##### Data for this task

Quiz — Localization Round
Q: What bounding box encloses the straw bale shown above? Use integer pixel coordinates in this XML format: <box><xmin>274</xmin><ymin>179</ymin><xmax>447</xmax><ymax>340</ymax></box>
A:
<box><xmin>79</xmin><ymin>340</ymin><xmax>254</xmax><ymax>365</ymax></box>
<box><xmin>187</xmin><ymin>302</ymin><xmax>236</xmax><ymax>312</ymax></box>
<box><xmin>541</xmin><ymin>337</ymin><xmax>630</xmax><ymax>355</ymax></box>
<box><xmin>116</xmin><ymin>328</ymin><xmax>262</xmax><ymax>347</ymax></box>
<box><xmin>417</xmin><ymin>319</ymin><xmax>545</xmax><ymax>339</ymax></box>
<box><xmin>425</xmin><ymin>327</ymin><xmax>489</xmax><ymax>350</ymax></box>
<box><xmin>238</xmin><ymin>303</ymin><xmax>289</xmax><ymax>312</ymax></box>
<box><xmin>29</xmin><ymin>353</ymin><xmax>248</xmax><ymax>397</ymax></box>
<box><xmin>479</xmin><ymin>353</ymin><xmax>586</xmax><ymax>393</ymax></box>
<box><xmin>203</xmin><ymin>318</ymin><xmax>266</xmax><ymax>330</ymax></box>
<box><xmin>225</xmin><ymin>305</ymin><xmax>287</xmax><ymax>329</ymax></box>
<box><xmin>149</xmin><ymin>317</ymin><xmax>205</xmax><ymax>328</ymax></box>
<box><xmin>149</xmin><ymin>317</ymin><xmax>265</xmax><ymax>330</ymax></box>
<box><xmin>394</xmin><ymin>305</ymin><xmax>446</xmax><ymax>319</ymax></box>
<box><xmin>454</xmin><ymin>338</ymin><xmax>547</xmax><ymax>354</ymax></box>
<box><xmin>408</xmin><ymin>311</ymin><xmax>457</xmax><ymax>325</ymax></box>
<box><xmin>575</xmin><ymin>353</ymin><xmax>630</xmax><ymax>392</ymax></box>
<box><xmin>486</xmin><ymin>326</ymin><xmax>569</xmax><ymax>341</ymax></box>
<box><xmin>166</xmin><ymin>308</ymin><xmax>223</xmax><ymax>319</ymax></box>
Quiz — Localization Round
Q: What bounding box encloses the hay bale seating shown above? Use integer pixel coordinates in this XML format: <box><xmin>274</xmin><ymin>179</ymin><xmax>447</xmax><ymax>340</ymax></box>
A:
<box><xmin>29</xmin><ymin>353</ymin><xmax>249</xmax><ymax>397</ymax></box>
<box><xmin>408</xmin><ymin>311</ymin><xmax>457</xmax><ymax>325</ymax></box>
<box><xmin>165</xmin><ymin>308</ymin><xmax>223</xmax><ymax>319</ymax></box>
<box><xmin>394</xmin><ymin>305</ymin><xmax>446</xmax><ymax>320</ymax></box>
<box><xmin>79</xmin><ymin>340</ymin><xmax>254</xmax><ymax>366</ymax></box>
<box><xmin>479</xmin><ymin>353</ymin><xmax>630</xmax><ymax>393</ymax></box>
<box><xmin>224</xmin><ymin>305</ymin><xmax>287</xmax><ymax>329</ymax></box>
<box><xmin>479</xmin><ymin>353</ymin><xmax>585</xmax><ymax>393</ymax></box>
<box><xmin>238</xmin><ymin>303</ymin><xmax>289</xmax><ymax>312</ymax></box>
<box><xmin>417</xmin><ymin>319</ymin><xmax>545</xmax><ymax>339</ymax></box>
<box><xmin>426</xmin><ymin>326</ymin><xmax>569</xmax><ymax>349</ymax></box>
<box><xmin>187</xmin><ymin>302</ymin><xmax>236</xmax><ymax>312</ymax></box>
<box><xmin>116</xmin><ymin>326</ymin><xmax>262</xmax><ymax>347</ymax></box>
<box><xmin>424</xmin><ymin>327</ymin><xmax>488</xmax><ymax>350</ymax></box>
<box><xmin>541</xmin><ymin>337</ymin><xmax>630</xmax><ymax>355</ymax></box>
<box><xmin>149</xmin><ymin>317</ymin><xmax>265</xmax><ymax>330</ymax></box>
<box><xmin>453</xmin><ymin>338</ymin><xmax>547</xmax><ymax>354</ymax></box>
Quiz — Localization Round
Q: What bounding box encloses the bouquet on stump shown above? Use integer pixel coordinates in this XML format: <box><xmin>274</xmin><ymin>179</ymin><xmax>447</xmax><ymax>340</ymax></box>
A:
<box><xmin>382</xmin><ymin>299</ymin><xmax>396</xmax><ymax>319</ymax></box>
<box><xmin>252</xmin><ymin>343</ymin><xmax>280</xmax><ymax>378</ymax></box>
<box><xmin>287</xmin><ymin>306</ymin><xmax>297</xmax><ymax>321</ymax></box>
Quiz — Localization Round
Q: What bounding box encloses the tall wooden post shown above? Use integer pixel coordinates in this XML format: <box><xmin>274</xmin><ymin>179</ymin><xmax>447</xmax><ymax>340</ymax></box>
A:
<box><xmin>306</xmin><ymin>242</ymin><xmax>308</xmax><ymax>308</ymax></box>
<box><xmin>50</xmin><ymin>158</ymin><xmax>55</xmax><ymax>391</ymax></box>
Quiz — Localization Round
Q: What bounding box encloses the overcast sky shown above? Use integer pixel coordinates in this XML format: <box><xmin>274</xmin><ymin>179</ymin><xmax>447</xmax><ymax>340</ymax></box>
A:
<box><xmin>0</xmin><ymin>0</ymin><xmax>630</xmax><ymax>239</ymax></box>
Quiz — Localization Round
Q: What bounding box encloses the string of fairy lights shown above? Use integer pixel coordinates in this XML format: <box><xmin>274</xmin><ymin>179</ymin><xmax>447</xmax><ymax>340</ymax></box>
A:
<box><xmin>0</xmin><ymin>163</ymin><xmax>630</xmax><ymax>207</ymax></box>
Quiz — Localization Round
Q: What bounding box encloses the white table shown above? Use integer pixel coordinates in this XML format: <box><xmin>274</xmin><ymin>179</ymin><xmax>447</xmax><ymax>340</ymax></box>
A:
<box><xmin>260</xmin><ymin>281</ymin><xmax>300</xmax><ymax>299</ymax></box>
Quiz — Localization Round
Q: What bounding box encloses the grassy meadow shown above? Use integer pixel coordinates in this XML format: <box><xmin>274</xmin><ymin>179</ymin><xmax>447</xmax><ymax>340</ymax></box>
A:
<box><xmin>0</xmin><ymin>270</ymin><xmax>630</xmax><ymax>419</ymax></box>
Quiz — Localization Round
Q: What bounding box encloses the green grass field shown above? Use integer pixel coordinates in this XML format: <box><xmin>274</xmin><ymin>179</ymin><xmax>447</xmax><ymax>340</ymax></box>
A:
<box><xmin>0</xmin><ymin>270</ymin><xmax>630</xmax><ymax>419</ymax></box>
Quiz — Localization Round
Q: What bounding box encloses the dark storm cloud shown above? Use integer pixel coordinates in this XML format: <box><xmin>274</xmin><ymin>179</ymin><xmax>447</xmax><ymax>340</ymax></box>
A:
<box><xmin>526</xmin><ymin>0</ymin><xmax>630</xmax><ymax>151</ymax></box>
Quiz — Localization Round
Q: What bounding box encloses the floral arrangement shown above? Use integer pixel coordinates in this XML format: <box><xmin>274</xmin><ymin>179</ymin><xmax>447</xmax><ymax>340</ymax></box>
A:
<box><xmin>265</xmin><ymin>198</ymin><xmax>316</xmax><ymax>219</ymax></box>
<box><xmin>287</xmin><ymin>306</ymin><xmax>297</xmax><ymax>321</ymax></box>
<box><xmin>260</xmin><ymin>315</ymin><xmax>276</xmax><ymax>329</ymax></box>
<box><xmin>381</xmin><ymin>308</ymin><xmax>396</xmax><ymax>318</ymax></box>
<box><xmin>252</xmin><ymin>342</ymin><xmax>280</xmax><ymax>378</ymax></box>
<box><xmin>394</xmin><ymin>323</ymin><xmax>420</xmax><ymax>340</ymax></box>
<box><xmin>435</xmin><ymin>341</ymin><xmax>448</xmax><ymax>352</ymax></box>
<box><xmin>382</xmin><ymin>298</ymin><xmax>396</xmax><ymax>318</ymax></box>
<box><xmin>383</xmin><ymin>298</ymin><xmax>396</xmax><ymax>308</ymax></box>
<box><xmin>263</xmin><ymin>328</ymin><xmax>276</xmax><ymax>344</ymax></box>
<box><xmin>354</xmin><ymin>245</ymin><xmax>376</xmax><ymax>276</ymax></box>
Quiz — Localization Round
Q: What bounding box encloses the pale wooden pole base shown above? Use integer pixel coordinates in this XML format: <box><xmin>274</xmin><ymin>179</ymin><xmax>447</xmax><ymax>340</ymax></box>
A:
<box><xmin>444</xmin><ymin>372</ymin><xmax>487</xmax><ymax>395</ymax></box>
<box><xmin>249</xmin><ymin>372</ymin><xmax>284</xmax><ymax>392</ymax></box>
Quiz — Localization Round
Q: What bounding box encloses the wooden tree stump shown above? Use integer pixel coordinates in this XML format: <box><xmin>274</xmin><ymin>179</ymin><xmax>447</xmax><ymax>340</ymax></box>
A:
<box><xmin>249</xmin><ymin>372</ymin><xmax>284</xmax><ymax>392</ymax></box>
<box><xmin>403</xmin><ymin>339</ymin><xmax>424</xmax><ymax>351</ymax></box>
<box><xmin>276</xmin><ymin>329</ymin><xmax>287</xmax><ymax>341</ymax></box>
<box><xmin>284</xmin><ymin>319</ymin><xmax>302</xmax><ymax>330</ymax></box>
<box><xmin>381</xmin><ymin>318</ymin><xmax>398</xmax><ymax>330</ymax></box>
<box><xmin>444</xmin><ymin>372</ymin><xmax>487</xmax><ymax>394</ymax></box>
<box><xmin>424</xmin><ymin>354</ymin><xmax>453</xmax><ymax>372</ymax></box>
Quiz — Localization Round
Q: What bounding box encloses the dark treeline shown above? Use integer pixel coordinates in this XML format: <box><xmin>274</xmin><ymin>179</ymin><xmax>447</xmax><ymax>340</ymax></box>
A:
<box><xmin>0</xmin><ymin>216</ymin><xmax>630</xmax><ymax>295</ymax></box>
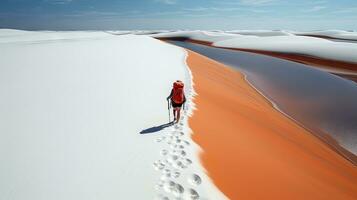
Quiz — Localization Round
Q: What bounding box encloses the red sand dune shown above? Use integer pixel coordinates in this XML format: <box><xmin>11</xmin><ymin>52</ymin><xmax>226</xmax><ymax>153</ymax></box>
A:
<box><xmin>160</xmin><ymin>38</ymin><xmax>357</xmax><ymax>82</ymax></box>
<box><xmin>187</xmin><ymin>51</ymin><xmax>357</xmax><ymax>200</ymax></box>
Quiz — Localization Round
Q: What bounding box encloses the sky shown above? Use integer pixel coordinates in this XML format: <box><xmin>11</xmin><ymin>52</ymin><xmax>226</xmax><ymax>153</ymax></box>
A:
<box><xmin>0</xmin><ymin>0</ymin><xmax>357</xmax><ymax>31</ymax></box>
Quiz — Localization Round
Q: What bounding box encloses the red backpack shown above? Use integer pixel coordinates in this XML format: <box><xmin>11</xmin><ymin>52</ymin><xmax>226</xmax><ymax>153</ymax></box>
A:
<box><xmin>171</xmin><ymin>81</ymin><xmax>184</xmax><ymax>104</ymax></box>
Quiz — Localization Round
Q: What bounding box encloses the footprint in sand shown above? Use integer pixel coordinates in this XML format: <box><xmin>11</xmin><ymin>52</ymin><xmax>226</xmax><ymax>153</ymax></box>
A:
<box><xmin>160</xmin><ymin>149</ymin><xmax>169</xmax><ymax>156</ymax></box>
<box><xmin>172</xmin><ymin>183</ymin><xmax>185</xmax><ymax>197</ymax></box>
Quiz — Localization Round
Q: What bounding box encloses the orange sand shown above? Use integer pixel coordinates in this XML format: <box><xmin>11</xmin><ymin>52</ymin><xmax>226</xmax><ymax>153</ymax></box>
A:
<box><xmin>187</xmin><ymin>51</ymin><xmax>357</xmax><ymax>200</ymax></box>
<box><xmin>160</xmin><ymin>37</ymin><xmax>357</xmax><ymax>83</ymax></box>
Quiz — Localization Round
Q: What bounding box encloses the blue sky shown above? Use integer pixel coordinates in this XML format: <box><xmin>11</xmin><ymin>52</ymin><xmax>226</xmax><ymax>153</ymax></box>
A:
<box><xmin>0</xmin><ymin>0</ymin><xmax>357</xmax><ymax>30</ymax></box>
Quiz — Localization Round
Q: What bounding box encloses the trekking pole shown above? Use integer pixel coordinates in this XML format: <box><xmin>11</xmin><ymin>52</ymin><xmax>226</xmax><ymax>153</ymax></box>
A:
<box><xmin>167</xmin><ymin>100</ymin><xmax>171</xmax><ymax>123</ymax></box>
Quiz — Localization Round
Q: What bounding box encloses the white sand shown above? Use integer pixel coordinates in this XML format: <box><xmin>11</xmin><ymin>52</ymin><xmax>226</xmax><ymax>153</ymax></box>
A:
<box><xmin>0</xmin><ymin>30</ymin><xmax>225</xmax><ymax>200</ymax></box>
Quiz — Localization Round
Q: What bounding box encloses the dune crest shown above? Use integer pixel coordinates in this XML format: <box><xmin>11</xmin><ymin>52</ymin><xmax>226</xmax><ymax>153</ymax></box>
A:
<box><xmin>187</xmin><ymin>52</ymin><xmax>357</xmax><ymax>199</ymax></box>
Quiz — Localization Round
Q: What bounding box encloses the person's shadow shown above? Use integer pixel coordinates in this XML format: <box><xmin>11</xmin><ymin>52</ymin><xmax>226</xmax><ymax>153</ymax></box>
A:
<box><xmin>140</xmin><ymin>122</ymin><xmax>174</xmax><ymax>134</ymax></box>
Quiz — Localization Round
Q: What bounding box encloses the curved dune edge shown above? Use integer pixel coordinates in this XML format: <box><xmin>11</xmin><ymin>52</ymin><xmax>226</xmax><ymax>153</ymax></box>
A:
<box><xmin>159</xmin><ymin>37</ymin><xmax>357</xmax><ymax>83</ymax></box>
<box><xmin>187</xmin><ymin>51</ymin><xmax>357</xmax><ymax>199</ymax></box>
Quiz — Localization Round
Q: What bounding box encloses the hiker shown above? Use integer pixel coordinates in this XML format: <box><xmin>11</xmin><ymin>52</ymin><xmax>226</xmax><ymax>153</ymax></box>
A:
<box><xmin>166</xmin><ymin>80</ymin><xmax>186</xmax><ymax>123</ymax></box>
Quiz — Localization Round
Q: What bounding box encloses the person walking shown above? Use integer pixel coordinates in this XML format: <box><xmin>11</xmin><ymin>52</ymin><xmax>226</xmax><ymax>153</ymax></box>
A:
<box><xmin>166</xmin><ymin>80</ymin><xmax>186</xmax><ymax>123</ymax></box>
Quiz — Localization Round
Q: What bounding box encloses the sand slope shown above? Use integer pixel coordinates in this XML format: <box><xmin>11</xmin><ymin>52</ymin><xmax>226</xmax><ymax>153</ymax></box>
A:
<box><xmin>187</xmin><ymin>52</ymin><xmax>357</xmax><ymax>199</ymax></box>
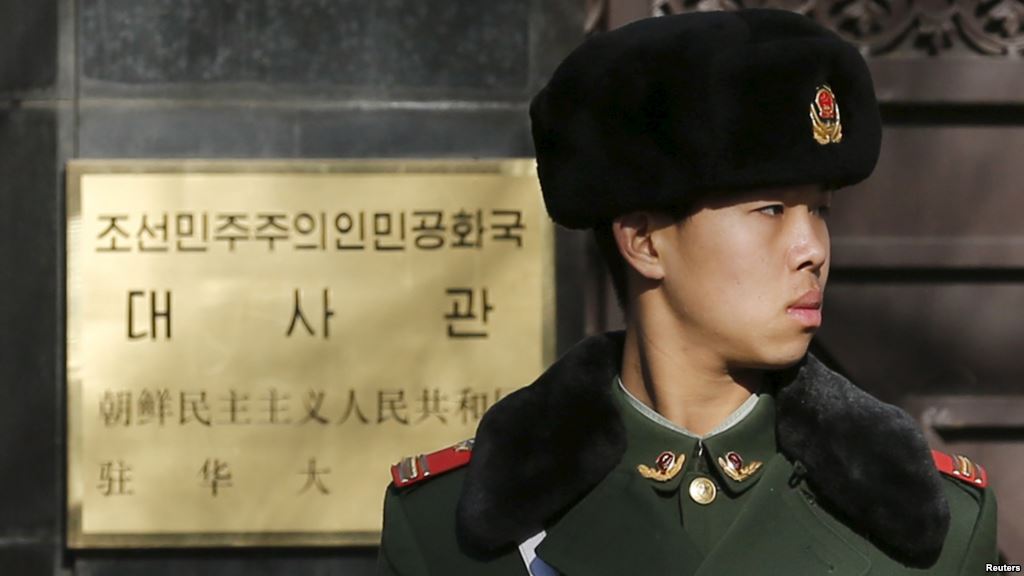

##########

(Exercise objective): Find every line in the material above that contains the word "bale" and copy each of those lines in full.

(Finished task):
Q: What bounding box encloses the straw bale shown above? Use integer pixel coordinates in this XML format: <box><xmin>274</xmin><ymin>179</ymin><xmax>447</xmax><ymax>340</ymax></box>
Q: What bounding box encloses the hay bale seating shown above? Use integer pixel coordinates in this XML format: <box><xmin>274</xmin><ymin>179</ymin><xmax>447</xmax><ymax>340</ymax></box>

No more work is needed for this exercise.